What is needed — Can you reproduce each of the entries below word for word, with nothing changed or left out?

Data excerpts —
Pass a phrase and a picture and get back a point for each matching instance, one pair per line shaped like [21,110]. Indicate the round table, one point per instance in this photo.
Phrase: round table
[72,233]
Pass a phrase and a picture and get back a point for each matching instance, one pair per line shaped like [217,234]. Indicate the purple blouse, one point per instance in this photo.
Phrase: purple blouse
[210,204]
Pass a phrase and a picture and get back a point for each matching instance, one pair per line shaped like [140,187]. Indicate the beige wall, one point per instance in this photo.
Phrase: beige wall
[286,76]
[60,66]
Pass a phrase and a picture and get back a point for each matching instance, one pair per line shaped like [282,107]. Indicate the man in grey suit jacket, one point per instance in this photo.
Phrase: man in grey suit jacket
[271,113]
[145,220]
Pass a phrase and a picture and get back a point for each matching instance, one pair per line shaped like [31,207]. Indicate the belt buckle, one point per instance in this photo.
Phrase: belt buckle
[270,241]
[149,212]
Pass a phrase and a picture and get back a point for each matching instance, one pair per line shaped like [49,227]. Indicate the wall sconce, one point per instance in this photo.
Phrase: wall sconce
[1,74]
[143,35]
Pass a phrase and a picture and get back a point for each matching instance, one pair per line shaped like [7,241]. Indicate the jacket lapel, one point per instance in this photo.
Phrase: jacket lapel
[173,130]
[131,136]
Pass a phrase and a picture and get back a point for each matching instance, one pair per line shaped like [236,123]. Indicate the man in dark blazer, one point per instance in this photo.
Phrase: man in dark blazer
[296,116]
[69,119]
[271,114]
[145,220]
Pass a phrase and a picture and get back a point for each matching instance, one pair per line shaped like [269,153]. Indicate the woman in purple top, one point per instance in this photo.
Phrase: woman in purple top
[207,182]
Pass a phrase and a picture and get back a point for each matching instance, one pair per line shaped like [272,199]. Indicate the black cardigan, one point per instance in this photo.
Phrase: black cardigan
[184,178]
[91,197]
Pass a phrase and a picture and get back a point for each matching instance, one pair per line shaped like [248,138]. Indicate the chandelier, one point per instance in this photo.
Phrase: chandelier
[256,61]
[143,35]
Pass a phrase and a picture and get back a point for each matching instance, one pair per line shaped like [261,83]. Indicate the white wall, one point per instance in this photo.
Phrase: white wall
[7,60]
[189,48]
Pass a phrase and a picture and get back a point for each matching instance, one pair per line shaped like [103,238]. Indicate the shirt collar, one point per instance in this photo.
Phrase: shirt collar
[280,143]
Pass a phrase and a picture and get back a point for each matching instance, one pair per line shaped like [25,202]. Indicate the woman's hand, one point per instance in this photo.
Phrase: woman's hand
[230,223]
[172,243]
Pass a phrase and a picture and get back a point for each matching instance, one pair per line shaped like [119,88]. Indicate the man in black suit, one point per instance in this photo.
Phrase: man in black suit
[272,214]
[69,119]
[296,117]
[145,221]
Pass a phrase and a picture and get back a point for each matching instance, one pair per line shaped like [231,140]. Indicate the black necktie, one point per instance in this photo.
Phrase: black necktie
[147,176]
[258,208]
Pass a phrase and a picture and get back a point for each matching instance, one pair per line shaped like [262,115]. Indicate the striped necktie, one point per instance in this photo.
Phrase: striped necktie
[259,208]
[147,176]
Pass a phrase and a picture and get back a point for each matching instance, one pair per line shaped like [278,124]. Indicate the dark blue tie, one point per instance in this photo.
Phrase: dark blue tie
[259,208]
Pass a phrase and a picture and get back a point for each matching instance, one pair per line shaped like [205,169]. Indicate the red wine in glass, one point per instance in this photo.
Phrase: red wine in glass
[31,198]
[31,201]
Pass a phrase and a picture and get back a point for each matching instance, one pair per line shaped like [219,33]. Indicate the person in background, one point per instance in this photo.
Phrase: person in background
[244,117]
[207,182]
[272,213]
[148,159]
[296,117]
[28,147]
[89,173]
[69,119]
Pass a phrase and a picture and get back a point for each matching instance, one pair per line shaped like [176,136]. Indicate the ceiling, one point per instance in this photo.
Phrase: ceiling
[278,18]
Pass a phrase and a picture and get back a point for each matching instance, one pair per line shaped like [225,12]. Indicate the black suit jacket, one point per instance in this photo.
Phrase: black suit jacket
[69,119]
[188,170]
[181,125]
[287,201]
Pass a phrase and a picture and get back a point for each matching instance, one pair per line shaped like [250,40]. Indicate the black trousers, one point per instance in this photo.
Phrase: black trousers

Solution for this task —
Pass a phrase and a picture and get back a point for each matching instance, one pair per line shaped like [21,110]. Indicate the round table, one point per instance in this photo.
Phrase: round table
[72,233]
Pass a phrase and a picture and get back a point for each matching instance, one pair per line shaped like [217,234]. Indicate the purple blouse, one point per instance in this photo.
Phrase: purple blouse
[210,204]
Pass a phrase and a picture and get back a point for each matching instance, one pair per line shaped like [140,187]. Indicate the beige wall, one point per instance in this photo.
Phrase: beige wall
[286,76]
[60,66]
Pass a phrase and a picture and get back a point for each matching instance, one pair per line shaped like [282,107]. Indicate the man in grey suit jacket, one point per instance in this photo.
Phrase: man in grey suit jacket
[271,113]
[145,220]
Pass a phrase and a picture and get back a point for each matching instance, one pair per line shaped like [31,207]. Indicate the belt buckle, one point per instance in this photo.
Phrase: belt buckle
[270,241]
[149,212]
Pass a phrase and a picture and get back a point for each matching instance, one pair per line shaped like [49,227]. Indicate the wall sconce, one point per instance in this photo.
Phrase: wall sconce
[1,74]
[143,35]
Pass a phrase and a picture and get back a point for each matching instance, one pair per line shaped like [7,241]. Indicate the jacket lapel, one point per instance in this photo.
Phrase: jacket lapel
[173,130]
[131,136]
Pass a phrase and a picture and get back a point for each matching instance, one pair per line shaped like [236,123]. Indicate the man in dark blazer, one point per instance in this photo.
Phrase: man in dark blazer
[296,116]
[69,119]
[271,114]
[145,220]
Pass a phrase and a picture and get back a point for each matching instance, one pair per line shaped like [269,153]. Indicate the woman in purple top, one point per instance in this photo.
Phrase: woman in purple top
[207,182]
Pass a phrase and a picture and get back a point for each matching instance, one pair per line shaped like [272,199]. Indicate the black cardigan, one point per instance in this photo.
Phrase: black cardigan
[184,178]
[91,197]
Pass a phrase and a picture and get back a point for each matching instance, one pair per line shaped like [248,138]. Indicate the chandelier, one point per instance in this photo.
Phrase: chandelier
[256,61]
[143,35]
Pass a phrase and a picture and get back a point for each matching instance, one pair per line shaped like [261,83]. Indicate the white wall, one point per instance in this photo.
Phrase: white wall
[7,60]
[189,48]
Pass a phrase and a picture and get back a point for each matching instance, one pair per line shaped like [103,238]. Indicate the shirt collar, one point per instance in this photo.
Phrase: shirt collar
[280,143]
Pass a phrase and a picture and get back a point for each matching instance, one pair per line shaped like [25,202]. Indicate the woman's hand, one point per instance in this photo.
Phrase: woman's hand
[230,223]
[172,243]
Pass a phrase and a picture and get back a point for each matching instance, one pair per line shaped like [119,88]. Indicate the man in black suit, one point per instance in this photo.
Phrase: man in black suit
[272,214]
[69,119]
[296,117]
[145,221]
Pass a phrase and a picture and get back a point for each matching instance, one pair per line shaped like [231,140]. Indicate the black necktie, one point per instance in this photo.
Phrase: black necktie
[147,176]
[258,208]
Pass a phrase and a picture and get back a point for each matching instance, one pair per line shaped like [262,115]. Indicate the striped necktie, one point per instance in this photo.
Phrase: striped necktie
[259,208]
[147,176]
Pass a phrase and a picture and get back a point for each matching instance, one pair per line shaped like [278,124]. Indicate the dark blue tie, one point per instance in this photo.
Phrase: dark blue tie
[259,208]
Pass a phrase and a picture and get back a point for each matching instance, one pair per line shaped like [205,169]. Indicate the red wine in glass, one point per instance in this photo.
Phrase: red wine in glass
[31,198]
[31,201]
Pass a phrase and a picture and get back a point for each matching instance, one pair per line shaped like [219,33]. Indicate the person in background, one point per instance in this photo.
Phrase: person in background
[244,117]
[207,182]
[272,213]
[148,159]
[296,117]
[28,147]
[89,173]
[69,119]
Pass a phrase and a picture and get back a point for each matching instance, one pair per line shaped like [176,136]. Indicate the ceiling, one point per instance in this photo.
Phrase: ceiling
[278,18]
Pass a phrase and a picture and get back a point for each matching instance, one pair per line shaped like [225,12]. Indicate the black suit jacket, one point per instance in this photo.
Phrase: black suit jacket
[69,119]
[188,170]
[181,125]
[287,201]
Pass a phrase and a picture and get back a point for each matching instance, one pair per line shaped like [250,40]. Indicate the black trousers, one point per instance in this photo.
Phrase: black trousers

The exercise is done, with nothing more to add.